Stated goal: Using the text below on repeated measures ANOVA, explain in one to three sentences why SPSS calculates the Greenhouse-Geisser e.

Given text:
+ + +

Univariate repeated measures ANOVA requires, in addition to the normal ANOVA assumptions, an assumption that the correlations between observations within a subject are all the same. This is sometimes referred to as the assumption of compound symmetry or sphericity of the variance-covariance matrix. The multivariate approach to repeated measures ANOVA does not require this assumption, but produces multivariate tests of the hypotheses of interest, which may be more difficult for the average reader to comprehend. Under the General Linear Model command in the Statistics Menu in SPSS, the procedures GLM - Repeated Measures will generate both the univariate and the multivariate tests. When one violates the assumption of sphericity, the TYPE I error rate is inflated. So to measure the degree of deviation from sphericity, and provide an adjustment to the univariate tests, SPSS calculates the Greenhouse-Geisser e (along with other parameters). To adjust for non-sphericity, multiply the numerator and denominator degrees of freedom by the appropriate e value, and evaluate the F value reported by SPSS for the adjusted degrees of freedom. In SPSS, e is calculated and the adjustment of df’s is done automatically. See the paper by O'Brien and Kaiser in the supplemental readings to learn more about these two approaches to repeated measures ANOVA.

+ + +

Stored data:
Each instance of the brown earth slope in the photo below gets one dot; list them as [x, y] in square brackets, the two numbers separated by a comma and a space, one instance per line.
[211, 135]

+ + +

Written response: Violating the sphericity assumption of univariate repeated measures ANOVA inflates the Type I error rate. SPSS calculates the Greenhouse-Geisser e to measure how far the data deviate from sphericity and to adjust the univariate tests. The numerator and denominator degrees of freedom are multiplied by e, and the F value is evaluated with those adjusted degrees of freedom.